## The task
Please revise the data from the line containing "Highlight groom's short" through the line containing "Highlight white lace" by changing "suit lapel" to "jacket lapel" and leaving the rest unchanged. Give back only those lines.

## Record excerpts

□ □ □ □ □ □ □

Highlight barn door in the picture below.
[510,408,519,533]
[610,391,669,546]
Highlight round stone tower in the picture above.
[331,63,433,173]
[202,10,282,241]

□ □ □ □ □ □ □

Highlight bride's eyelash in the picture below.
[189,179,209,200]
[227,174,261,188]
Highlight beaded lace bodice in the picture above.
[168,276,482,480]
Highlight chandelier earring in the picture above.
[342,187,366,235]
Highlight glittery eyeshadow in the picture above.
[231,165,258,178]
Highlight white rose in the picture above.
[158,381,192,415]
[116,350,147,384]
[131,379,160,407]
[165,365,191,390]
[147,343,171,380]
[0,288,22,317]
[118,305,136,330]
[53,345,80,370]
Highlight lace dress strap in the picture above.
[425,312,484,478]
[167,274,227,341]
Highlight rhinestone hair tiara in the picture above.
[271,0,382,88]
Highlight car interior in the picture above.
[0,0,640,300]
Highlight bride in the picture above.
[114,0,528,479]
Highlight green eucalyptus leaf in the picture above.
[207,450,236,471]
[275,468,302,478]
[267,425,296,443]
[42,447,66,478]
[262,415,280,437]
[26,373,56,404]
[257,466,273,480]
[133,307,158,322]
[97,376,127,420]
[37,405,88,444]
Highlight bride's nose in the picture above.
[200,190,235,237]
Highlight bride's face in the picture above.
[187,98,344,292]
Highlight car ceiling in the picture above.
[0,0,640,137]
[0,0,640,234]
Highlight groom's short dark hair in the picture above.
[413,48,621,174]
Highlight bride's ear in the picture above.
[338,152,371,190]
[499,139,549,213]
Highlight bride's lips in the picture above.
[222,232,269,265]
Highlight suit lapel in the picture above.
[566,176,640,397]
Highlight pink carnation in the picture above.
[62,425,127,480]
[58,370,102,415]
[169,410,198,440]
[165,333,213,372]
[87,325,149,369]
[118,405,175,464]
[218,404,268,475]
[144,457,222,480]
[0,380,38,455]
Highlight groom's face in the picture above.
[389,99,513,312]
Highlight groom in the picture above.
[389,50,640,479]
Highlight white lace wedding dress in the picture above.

□ □ □ □ □ □ □

## Response for this exercise
Highlight groom's short dark hair in the picture above.
[413,48,621,174]
Highlight bride's ear in the picture above.
[338,152,371,190]
[499,139,549,213]
Highlight bride's lips in the picture above.
[222,232,269,265]
Highlight jacket lapel in the picture above.
[566,176,640,397]
Highlight pink carnation in the picture above.
[62,425,127,480]
[58,370,102,415]
[169,410,198,440]
[165,333,213,372]
[87,325,149,369]
[118,405,175,464]
[218,404,268,475]
[144,457,222,480]
[0,380,38,455]
Highlight groom's face in the picture above.
[389,99,513,312]
Highlight groom in the picture above.
[389,50,640,479]
Highlight white lace wedding dress in the picture above.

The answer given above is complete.